**Görev Tanımı**
Verilen metinde Cevat Ayhan'ın siyasetçi olmasının yanında "aynı zamanda" ne olduğu söyleniyor? Bunların hepsini sıralayın.

8 Mayıs 2018 Salı

CEVAT ABİYİ KAYBETTİK


     Bugün çok üzüntülüyüz.
Çünkü Sakarya siyasi tarihinin en sevilen,en çalışkan ve en türüst siyasetcisini kaybettik.
Kendisine Allah'tan rahmet,yakınlarına ve camiamıza sabırlar diliyorum.
    Cevat Ayhan
O, bizim için sadace bir siyasetci değil,aynı zamanda bir öğretmen, bir abi, bir arkadaş idi.
O bizim davamızda safın önünde yürüyen, yol gösteren her haliyle örnek bir insandı.
Asla kızmaz, bir hal çaresi mutlaka bulur işi rayına sokardı.
Benim kendisiyle uzun yıllar birlikte siyaset yapma fırsatım oldu.
Kendisiyle çok anılarım var.
Bu anılarımı gelecek yazılarımda yazmayı düşünüyorum.
Çünkü Cevat Ayhan'ı önümüzü tıkıyor diyerek onu siyasetin dışına itmeye çalışanlara bu gün dört dönem milletvekilliği bile yetmiyor.
Yeni siyaset erbabının ve gençlerin mutlaka Cevat Ayhan'ı ve onun izlediği siyaseti bilip öğrenmesi gerekir.
     Bugün Orhan camide kılınacak cenaze namazına yurt dışında olduğum için katılamıyorum.
Allah çıktığı bu ahiret yolculuğunda kendisine yardımcı olsun.
O Sakarya'nın Cevat Abisiydi.
Herkesin kendinden memnun olduğu bir siyasetciydi o.
Biz kendisini iyi biliriz.
Hakkımız helal olsun.
Cennet yolun açık olsun.
Cevat Abi...
Allah'a emanet olunuz.
Saygılarımla.
Ertan Cimbat.
Sakarya Ahbar İnternet Gezetesi.

5 Mayıs 2018 Cumartesi

Milletvekili Aday Adayları

    Kıymetli okuyucularım 24 Haziranda yapılacak milletvekilliği için Aday adayları görücüye çıkıyor.
Kırk yıldır siyaseti takip ederim ,siyasette seviyenin bu kadar düştüğüne ilk defa şahit oluyorum.
Adam ömrü hayatında Türkiye Büyük Millet Meclisi'ne gitmemiş,bir vekil ziyaret etmemiş,herhangi bir teşkilat çalışmasında ve teşkilatta görev almamış ama milletvekilliğine aday adayı oluyor.
    Sizce bu arkadaşlar bu işe nasıl cesaret ediyorlar dersiniz?
Bunun birkaç sebebi var.
Birincisi kötü örneklemeler.
Adam kimsenin kabul etmediği altıncı sıradan milletvekili seçildi.
Banada bir sans vurur sıralamaya girersem,biz neden seçilmeyelim,diye düşünenler.
Nasıl olsa az bir ücretle hiçbir ön soruşturma yapılmadan milletvekili aday adaylığına baş vuruluyorsa bende aday olup,prestijimi kurtarayım diye düşünenler.
Reklamın iyisi kötüsü olmaz,bende aday olup şöyle kamuoyuna kendimi bir tanıtayım diye düşünenler.

**Veri Alıntıları**
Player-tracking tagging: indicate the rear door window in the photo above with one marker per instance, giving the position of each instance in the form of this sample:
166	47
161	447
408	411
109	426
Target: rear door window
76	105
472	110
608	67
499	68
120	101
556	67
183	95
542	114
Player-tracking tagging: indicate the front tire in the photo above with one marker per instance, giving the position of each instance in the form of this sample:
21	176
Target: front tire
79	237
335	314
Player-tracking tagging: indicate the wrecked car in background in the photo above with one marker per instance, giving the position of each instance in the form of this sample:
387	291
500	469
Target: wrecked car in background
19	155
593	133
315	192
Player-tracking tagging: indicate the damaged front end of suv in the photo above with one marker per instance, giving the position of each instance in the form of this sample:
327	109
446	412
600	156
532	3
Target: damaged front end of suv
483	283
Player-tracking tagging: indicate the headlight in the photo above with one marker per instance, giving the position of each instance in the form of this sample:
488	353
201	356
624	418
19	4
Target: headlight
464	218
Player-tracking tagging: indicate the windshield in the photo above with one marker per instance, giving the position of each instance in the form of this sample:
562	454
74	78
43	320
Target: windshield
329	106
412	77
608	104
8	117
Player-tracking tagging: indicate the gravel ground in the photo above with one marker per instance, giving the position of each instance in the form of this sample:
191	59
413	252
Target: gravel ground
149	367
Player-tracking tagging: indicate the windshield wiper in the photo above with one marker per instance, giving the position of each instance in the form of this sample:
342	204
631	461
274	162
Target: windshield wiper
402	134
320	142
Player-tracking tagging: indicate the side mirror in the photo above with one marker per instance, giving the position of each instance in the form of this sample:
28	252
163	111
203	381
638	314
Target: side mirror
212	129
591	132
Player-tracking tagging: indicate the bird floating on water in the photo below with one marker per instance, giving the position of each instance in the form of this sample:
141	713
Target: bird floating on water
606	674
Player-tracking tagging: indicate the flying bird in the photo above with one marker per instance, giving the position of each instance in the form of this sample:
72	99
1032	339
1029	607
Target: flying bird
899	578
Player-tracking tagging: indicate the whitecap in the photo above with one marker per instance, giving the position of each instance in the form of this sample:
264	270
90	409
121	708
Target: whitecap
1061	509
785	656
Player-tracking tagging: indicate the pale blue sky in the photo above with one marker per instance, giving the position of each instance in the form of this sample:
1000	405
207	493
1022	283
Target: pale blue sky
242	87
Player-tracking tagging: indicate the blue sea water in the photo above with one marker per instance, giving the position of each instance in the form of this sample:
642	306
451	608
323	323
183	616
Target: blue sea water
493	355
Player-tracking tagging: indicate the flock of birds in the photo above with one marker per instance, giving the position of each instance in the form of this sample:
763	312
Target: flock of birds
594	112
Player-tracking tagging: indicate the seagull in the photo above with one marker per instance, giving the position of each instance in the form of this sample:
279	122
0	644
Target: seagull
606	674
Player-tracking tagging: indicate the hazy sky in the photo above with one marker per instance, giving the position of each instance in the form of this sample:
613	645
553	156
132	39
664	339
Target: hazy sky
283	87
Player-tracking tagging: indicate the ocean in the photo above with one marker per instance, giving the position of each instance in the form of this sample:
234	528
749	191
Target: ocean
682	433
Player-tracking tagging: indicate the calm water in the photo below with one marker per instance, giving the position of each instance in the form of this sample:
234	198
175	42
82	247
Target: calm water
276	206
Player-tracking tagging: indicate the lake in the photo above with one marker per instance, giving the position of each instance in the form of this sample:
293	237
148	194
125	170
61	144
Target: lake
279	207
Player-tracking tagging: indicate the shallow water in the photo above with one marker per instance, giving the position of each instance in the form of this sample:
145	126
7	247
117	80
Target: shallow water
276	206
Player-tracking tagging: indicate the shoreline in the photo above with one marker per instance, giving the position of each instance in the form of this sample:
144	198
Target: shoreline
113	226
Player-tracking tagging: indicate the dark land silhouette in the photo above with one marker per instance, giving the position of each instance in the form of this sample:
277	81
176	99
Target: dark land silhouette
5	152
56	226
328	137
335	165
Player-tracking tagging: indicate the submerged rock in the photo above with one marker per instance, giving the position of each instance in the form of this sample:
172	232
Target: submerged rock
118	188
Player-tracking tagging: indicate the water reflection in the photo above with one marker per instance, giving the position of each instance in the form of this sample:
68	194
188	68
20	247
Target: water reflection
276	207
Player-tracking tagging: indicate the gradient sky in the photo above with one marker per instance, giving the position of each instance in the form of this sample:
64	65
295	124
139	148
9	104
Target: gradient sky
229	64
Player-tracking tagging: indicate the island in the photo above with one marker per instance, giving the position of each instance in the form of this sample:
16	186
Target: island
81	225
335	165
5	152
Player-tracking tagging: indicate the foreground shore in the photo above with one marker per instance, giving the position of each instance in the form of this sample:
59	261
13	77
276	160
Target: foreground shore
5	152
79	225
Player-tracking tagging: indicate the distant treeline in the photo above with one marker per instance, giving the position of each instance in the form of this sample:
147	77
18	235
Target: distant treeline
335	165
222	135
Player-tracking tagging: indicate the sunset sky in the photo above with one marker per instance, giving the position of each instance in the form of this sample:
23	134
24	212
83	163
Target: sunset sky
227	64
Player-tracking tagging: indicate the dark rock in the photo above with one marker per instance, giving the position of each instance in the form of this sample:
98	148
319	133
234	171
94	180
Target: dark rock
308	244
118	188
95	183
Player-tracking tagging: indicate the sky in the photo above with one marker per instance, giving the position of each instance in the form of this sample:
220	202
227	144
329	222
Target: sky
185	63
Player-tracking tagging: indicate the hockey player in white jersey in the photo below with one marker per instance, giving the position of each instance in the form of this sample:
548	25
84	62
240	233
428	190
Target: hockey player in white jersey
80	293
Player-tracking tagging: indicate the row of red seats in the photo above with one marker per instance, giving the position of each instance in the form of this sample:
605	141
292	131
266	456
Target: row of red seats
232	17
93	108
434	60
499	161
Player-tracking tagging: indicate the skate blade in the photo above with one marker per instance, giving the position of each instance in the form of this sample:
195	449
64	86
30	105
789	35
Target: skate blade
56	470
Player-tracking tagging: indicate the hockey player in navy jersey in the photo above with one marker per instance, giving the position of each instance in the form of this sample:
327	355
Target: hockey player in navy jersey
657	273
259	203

**Yanıt**
Bir öğretmen, bir abi ve bir arkadaş.